= Your assignment =
Copy out the final stretch of the listing: the line that contains "Mark every instance of the gray" and all lines after it, exactly as they appear.

= Information shown =
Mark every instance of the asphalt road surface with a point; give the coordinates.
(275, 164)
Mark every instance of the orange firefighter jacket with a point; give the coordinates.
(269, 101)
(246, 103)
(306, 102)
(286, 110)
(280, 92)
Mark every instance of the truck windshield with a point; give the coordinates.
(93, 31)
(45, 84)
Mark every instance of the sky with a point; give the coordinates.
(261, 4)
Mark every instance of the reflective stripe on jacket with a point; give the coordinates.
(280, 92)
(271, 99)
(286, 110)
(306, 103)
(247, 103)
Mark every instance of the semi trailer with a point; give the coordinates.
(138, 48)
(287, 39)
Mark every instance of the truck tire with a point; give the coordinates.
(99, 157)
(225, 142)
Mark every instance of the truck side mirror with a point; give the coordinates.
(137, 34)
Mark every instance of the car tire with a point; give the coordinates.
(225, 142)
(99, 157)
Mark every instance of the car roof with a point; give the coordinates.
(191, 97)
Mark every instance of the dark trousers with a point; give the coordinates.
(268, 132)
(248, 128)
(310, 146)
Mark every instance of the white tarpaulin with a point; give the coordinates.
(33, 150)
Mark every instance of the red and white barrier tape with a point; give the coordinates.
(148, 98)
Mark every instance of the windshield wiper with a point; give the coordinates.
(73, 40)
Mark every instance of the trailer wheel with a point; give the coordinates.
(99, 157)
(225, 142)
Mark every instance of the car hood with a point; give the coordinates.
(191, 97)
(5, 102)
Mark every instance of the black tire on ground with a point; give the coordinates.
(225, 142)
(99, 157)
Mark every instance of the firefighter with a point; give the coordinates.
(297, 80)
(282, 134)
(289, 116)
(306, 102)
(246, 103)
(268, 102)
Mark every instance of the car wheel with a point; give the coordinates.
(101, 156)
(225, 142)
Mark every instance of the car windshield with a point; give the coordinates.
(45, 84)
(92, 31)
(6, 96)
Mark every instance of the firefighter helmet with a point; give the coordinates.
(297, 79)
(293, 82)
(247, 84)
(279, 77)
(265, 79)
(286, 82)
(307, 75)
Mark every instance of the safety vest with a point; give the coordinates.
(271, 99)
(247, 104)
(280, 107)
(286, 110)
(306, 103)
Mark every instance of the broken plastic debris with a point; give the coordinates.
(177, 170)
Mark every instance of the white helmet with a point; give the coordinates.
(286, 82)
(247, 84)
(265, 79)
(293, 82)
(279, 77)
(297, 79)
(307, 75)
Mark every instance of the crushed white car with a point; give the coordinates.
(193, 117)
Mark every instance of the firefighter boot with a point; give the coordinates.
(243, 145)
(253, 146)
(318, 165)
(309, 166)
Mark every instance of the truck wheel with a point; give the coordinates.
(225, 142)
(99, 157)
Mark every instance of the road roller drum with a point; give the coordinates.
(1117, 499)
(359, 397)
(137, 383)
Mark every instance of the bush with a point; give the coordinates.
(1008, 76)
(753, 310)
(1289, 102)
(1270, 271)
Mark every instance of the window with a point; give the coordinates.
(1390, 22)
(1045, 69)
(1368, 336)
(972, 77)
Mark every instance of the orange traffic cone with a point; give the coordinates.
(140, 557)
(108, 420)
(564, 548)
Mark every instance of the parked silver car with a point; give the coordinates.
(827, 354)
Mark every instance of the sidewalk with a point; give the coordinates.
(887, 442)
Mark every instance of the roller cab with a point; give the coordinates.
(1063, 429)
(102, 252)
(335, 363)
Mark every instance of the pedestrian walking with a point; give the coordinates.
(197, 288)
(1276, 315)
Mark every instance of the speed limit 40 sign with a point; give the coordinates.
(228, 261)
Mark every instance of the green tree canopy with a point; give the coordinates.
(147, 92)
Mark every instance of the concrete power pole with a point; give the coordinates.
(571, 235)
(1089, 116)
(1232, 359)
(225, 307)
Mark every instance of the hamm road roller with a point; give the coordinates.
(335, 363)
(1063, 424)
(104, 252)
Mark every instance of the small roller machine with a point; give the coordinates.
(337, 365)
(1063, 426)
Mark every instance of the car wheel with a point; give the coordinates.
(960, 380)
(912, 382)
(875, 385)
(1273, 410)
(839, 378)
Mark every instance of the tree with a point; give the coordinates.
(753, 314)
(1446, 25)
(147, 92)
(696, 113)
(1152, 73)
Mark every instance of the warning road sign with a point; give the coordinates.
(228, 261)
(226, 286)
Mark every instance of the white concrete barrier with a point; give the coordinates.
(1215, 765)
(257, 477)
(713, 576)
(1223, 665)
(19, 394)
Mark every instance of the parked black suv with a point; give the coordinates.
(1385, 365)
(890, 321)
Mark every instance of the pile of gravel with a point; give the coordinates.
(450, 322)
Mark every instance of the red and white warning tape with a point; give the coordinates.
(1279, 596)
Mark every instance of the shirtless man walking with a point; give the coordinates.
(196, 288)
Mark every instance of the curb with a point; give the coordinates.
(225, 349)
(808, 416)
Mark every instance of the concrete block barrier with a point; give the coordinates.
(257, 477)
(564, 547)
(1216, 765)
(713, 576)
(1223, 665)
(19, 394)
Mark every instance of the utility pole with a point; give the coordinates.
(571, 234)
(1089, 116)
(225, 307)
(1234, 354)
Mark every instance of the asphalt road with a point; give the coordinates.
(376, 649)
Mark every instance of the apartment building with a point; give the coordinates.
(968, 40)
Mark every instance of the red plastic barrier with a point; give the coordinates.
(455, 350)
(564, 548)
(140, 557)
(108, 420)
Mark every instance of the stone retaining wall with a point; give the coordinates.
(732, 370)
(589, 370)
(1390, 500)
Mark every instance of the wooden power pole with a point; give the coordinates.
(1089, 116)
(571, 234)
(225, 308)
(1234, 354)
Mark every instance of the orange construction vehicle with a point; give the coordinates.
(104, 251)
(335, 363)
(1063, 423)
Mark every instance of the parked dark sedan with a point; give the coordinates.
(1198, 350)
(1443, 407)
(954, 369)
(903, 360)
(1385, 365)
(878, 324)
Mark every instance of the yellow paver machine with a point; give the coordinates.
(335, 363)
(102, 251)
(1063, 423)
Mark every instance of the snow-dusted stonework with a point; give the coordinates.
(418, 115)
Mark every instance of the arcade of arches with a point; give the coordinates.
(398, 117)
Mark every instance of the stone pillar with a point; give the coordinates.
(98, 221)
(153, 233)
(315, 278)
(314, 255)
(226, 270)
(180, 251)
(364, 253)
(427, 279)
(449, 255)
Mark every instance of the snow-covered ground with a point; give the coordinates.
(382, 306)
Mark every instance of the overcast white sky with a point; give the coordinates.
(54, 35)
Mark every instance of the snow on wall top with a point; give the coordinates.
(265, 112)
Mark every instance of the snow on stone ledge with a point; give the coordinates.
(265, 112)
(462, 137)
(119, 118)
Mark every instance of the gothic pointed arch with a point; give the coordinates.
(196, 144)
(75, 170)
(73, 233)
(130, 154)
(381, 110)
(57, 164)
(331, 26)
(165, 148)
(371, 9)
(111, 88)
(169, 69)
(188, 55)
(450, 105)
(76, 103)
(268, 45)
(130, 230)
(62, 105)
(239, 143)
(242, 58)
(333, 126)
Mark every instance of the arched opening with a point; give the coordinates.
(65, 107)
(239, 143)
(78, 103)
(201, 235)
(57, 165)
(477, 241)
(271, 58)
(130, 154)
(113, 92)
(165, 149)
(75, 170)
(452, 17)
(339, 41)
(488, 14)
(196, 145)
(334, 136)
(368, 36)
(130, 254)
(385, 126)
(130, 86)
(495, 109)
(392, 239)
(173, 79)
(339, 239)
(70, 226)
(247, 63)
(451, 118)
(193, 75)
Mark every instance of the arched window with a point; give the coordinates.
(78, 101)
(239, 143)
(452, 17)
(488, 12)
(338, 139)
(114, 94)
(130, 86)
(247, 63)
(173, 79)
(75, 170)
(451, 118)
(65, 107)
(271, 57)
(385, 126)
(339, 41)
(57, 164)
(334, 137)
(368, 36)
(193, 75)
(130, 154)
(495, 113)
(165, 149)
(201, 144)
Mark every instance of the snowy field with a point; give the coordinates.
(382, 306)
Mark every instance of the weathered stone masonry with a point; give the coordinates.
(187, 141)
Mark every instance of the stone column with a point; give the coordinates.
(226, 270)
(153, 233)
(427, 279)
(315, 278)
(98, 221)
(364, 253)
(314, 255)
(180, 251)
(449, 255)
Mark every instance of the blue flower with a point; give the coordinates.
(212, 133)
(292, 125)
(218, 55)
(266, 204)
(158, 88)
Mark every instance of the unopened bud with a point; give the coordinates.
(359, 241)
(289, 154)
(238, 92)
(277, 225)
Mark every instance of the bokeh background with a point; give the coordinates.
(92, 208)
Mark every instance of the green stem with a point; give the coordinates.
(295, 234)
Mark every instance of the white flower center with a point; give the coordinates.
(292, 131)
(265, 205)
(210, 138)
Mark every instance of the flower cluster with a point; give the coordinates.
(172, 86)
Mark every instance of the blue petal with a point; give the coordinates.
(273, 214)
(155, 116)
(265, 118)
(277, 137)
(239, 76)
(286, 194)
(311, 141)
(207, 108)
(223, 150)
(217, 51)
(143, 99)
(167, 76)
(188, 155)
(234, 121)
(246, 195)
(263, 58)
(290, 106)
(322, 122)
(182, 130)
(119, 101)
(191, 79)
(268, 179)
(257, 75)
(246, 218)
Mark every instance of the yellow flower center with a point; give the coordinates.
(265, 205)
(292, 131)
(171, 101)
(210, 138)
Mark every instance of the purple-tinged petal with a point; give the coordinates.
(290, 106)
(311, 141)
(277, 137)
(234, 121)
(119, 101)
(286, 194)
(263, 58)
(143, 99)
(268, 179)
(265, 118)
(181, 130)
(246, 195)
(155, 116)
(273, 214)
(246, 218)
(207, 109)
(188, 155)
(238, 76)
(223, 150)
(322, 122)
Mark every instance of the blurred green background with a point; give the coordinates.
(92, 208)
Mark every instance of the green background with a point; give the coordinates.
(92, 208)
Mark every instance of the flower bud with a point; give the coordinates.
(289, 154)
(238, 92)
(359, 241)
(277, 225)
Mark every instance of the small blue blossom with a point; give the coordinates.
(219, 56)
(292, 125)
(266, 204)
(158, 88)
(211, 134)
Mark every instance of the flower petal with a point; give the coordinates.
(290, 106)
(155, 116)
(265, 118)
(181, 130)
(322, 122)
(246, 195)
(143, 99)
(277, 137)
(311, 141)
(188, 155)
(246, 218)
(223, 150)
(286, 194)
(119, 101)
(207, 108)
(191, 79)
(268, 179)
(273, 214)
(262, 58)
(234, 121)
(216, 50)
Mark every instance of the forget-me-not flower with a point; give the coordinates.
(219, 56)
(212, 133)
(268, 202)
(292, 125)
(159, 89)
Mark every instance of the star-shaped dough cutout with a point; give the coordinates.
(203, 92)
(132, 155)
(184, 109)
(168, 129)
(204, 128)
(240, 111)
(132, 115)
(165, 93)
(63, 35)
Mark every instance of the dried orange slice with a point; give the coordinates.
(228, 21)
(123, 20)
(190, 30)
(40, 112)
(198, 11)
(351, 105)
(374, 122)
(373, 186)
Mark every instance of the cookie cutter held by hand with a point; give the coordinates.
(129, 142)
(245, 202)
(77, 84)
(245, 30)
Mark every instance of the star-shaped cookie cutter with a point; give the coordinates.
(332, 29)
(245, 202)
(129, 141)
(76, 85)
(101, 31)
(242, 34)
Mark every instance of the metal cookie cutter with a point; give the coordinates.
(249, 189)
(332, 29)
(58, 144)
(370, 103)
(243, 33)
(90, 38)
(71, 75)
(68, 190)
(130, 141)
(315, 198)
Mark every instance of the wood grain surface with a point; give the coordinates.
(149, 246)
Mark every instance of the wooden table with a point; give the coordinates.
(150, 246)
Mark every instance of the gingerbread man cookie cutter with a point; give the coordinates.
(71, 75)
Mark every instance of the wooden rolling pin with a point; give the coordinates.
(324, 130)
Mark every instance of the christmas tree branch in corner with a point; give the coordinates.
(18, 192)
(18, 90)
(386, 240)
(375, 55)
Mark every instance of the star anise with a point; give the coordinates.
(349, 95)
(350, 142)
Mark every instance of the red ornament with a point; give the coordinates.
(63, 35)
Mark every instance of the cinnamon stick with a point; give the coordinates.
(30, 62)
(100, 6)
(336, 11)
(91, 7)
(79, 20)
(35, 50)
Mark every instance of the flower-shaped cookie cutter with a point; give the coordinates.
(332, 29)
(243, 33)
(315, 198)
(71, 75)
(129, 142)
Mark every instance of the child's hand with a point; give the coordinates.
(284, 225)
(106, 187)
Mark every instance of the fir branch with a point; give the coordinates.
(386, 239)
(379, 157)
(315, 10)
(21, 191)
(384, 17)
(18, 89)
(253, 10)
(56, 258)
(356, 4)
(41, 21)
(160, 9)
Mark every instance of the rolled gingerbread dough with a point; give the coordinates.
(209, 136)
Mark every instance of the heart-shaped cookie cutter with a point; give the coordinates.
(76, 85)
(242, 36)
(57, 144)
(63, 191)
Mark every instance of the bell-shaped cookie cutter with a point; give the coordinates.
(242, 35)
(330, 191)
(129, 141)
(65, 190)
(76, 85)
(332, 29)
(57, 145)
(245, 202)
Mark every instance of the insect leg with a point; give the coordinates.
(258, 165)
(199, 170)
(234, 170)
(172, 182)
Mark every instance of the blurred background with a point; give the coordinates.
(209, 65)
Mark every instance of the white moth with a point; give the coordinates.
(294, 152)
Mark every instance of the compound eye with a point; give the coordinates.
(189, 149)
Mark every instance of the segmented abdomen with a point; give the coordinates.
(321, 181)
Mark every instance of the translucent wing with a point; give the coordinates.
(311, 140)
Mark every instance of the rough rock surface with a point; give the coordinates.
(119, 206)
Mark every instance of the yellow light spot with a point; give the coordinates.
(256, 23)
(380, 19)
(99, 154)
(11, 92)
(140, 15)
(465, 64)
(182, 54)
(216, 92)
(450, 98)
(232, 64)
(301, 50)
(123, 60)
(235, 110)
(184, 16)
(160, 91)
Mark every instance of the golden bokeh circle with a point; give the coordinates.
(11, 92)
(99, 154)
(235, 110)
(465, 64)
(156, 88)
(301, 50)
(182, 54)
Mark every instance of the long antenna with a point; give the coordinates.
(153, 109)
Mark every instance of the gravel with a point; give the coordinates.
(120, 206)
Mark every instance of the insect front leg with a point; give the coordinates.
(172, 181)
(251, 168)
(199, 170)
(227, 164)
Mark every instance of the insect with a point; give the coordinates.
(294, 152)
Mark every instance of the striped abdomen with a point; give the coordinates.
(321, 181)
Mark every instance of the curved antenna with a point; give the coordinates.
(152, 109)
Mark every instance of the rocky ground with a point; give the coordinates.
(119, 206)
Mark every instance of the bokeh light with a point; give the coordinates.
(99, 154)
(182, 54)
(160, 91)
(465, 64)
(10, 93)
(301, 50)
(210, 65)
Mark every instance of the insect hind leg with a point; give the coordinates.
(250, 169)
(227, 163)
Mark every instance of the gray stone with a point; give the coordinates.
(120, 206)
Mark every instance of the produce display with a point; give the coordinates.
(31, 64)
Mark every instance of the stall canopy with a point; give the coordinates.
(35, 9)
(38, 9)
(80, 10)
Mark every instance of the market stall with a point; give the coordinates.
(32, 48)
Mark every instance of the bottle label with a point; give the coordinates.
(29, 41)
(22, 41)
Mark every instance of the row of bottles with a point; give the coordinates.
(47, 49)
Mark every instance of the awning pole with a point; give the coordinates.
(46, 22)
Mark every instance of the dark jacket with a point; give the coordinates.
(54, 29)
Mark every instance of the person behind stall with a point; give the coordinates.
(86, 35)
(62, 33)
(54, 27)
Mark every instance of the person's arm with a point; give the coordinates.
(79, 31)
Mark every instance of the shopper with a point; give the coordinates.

= Task answer =
Mark every instance of the gray stone with a point; give the coordinates.
(120, 206)
Mark every instance of the produce display with a point; give the coordinates.
(31, 64)
Mark every instance of the stall canopy with a point; give the coordinates.
(35, 9)
(38, 9)
(80, 10)
Mark every instance of the market stall with a point; give the coordinates.
(32, 48)
Mark every instance of the bottle label with a point; give the coordinates.
(29, 41)
(22, 41)
Mark every instance of the row of bottles with a point; give the coordinates.
(47, 49)
Mark every instance of the awning pole with a point; give the coordinates.
(46, 22)
Mark every instance of the dark jacket with a point; give the coordinates.
(54, 29)
Mark every instance of the person behind stall with a point; give the coordinates.
(86, 35)
(62, 33)
(54, 27)
Mark every instance of the person's arm with a point; give the coordinates.
(79, 31)
Mark every instance of the shopper with a point; give the coordinates.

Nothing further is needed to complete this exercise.